### [Task details]
Return, character for character, every line from the one containing "Target: green leaf" down to the last line of the records below, with both ends included.

### [Available records]
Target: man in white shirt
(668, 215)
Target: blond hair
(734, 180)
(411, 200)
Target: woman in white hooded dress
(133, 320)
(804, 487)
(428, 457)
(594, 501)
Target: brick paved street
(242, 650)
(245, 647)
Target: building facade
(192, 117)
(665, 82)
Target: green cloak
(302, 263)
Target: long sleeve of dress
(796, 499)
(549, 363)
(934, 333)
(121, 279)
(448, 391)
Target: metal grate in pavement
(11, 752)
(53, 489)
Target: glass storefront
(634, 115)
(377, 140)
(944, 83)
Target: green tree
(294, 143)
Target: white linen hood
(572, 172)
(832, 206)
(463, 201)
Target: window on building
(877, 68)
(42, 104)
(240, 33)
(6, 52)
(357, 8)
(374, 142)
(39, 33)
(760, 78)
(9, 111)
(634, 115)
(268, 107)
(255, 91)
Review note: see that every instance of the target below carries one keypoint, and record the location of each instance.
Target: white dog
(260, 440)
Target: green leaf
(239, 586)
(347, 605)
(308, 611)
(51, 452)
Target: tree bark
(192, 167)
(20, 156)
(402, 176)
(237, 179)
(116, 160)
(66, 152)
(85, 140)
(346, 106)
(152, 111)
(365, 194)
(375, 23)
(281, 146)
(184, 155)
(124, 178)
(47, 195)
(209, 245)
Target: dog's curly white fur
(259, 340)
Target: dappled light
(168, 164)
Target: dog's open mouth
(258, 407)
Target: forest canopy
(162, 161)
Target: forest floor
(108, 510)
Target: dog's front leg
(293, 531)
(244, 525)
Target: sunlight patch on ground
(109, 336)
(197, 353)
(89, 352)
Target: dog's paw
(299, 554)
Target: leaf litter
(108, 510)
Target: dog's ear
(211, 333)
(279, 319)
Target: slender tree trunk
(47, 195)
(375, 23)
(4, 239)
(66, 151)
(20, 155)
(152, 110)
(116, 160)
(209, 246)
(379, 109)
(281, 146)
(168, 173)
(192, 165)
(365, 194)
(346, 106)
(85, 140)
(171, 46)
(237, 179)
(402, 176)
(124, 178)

### [Written response]
Target: green leaf
(239, 586)
(347, 605)
(308, 611)
(51, 452)
Target: tree bark
(192, 167)
(20, 156)
(402, 176)
(237, 179)
(116, 160)
(66, 152)
(85, 140)
(346, 106)
(152, 111)
(365, 194)
(375, 23)
(281, 146)
(184, 155)
(124, 178)
(47, 195)
(209, 245)
Target: dog's curly white fur
(259, 340)
Target: dappled light
(168, 164)
Target: dog's open mouth
(258, 407)
Target: forest canopy
(162, 161)
Target: forest floor
(108, 510)
Target: dog's front leg
(293, 531)
(244, 525)
Target: sunlight patch on ground
(109, 336)
(197, 353)
(89, 352)
Target: dog's paw
(299, 554)
Target: leaf litter
(108, 510)
Target: dog's ear
(211, 333)
(279, 319)
Target: slender tree trunk
(47, 195)
(375, 23)
(4, 239)
(66, 151)
(20, 155)
(152, 110)
(116, 160)
(209, 246)
(379, 109)
(281, 146)
(168, 173)
(192, 165)
(365, 194)
(346, 106)
(85, 140)
(171, 46)
(237, 179)
(402, 176)
(124, 178)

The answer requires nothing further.